● Given information:

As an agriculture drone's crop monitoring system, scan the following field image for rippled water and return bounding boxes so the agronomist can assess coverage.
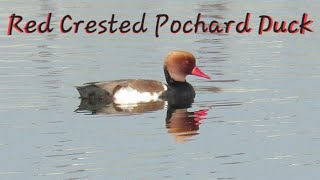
[0,1,319,180]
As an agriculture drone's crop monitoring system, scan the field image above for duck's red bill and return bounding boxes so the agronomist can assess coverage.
[191,66,211,79]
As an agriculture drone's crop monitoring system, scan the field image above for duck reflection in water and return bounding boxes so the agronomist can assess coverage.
[165,106,208,143]
[76,97,208,143]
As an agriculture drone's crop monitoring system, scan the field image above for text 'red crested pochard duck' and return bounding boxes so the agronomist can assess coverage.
[76,50,211,106]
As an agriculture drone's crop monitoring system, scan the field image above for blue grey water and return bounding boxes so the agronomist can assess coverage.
[0,0,319,179]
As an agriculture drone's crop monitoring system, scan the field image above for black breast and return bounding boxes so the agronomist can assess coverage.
[160,81,195,108]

● Exercise goal:
Please return the lines above exactly, with the pictures omitted.

● Solution:
As an agriculture drone's crop monitoring system, scan the following field image for rippled water and return bounding boxes so the agronomist can assess coverage.
[0,1,319,180]
As an agriculture drone's crop monitoring system, scan the field image above for duck's red bill and return bounding boxes so the agronomist can assess coverage.
[191,66,211,79]
As an agriculture drone's crop monitoring system, scan the field image above for duck reflection in water and return bounding boxes so the agronomist can assess coverage.
[165,106,208,143]
[76,97,208,143]
As an agriculture drone's crop monitoring system, scan the field image above for text 'red crested pochard duck' and return bounding boxes so the agronomist can assess coverage.
[76,50,211,106]
As an agriculture drone's crop monitoring system, scan the field image above for blue grey water and return bounding boxes so the agronomist can assess coverage.
[0,0,319,179]
As an agriculture drone's crop monitoring system, scan the field image above for black breast and return bounding boxes so the agronomist can assess coverage.
[160,81,195,108]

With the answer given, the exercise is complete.